[Records for this task — start]

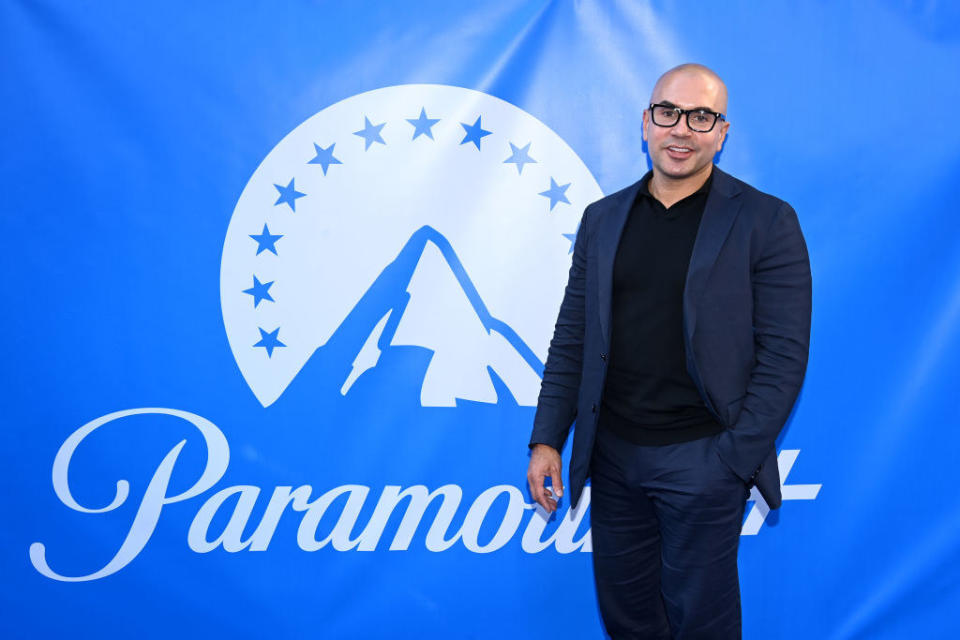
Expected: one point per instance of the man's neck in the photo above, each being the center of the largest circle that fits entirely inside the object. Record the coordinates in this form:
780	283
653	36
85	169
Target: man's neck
670	191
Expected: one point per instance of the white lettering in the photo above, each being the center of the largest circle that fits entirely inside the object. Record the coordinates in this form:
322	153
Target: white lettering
154	498
563	536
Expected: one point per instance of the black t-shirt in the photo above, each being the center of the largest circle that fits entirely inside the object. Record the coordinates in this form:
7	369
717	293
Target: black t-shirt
649	397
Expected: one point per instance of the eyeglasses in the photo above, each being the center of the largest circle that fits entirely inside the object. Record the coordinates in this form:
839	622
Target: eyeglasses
699	120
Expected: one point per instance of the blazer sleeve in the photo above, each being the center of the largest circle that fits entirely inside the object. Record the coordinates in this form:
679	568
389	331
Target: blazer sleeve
557	404
781	322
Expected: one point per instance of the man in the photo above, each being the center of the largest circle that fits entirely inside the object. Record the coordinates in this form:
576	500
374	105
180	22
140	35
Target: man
680	347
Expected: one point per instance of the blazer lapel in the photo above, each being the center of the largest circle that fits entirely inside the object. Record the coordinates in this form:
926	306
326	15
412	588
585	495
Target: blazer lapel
721	209
608	240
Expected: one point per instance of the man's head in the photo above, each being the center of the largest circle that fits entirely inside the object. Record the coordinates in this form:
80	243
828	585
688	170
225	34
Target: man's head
677	151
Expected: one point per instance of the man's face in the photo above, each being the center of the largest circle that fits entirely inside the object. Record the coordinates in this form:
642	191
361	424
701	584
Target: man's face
678	152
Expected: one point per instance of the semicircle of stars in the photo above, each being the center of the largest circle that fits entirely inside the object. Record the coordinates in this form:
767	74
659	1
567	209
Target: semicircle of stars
372	134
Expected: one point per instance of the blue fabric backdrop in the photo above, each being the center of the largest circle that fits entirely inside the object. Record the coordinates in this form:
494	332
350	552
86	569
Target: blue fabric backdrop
136	138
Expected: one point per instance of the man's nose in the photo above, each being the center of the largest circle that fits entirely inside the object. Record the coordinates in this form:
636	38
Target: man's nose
681	128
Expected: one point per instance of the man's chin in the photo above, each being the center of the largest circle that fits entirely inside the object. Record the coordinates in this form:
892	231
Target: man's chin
678	171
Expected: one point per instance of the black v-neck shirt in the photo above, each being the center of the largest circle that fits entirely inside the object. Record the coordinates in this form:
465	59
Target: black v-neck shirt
649	397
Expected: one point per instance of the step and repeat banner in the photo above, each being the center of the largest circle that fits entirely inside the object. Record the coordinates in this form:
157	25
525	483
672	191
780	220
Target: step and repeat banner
280	280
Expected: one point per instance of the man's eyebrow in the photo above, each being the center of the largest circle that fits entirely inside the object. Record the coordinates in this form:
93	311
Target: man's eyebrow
667	103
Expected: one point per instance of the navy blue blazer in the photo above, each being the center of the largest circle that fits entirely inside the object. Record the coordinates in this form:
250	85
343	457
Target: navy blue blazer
746	317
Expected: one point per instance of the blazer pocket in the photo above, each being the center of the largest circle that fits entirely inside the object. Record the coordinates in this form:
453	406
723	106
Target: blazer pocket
733	410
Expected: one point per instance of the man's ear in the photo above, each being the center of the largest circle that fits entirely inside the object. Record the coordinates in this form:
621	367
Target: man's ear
723	135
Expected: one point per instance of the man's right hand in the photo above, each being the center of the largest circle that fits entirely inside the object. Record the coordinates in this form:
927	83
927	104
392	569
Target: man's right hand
544	463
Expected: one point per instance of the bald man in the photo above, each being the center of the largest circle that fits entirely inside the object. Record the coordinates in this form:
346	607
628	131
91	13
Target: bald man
680	348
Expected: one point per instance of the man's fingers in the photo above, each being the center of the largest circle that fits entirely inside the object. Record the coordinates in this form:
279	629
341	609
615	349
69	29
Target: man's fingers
557	480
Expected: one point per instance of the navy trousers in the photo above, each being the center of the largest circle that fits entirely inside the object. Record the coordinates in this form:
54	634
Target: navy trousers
665	523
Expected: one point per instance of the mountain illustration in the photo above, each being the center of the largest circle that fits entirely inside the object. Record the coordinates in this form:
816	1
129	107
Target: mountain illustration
422	330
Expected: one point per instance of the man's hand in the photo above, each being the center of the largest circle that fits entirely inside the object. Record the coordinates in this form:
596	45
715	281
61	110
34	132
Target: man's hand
545	462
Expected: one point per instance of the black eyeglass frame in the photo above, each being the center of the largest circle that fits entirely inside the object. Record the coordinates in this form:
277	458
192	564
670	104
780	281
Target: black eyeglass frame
681	112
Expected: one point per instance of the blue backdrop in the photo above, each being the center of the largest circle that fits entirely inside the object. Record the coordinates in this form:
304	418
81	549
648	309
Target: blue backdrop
342	452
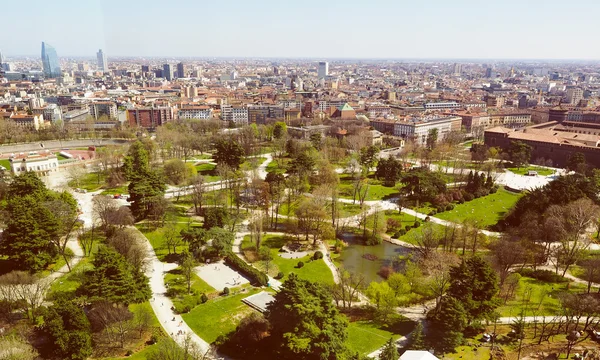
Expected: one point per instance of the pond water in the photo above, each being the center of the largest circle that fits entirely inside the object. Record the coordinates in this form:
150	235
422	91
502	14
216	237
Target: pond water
368	260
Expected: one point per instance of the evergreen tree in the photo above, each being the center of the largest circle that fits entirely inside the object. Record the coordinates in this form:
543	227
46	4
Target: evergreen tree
389	351
113	279
475	285
305	324
69	330
418	338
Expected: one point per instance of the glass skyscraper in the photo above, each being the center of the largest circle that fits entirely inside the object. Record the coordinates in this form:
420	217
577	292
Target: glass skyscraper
50	61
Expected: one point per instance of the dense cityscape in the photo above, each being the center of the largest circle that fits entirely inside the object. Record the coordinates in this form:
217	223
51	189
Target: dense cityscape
318	208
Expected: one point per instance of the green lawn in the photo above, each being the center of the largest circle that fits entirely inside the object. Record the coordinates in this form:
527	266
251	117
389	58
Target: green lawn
485	210
90	181
5	163
218	316
313	270
367	336
156	238
540	170
176	280
537	297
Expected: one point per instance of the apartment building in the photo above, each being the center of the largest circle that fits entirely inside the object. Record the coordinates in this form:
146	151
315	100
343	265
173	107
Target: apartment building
195	112
418	128
150	117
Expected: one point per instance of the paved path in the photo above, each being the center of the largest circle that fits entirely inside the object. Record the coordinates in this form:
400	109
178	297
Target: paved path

[Records for this task — finish]

# Exercise description
Would you give the number of lines above that hold "paved"? Only the number is needed.

# Response to the exercise
2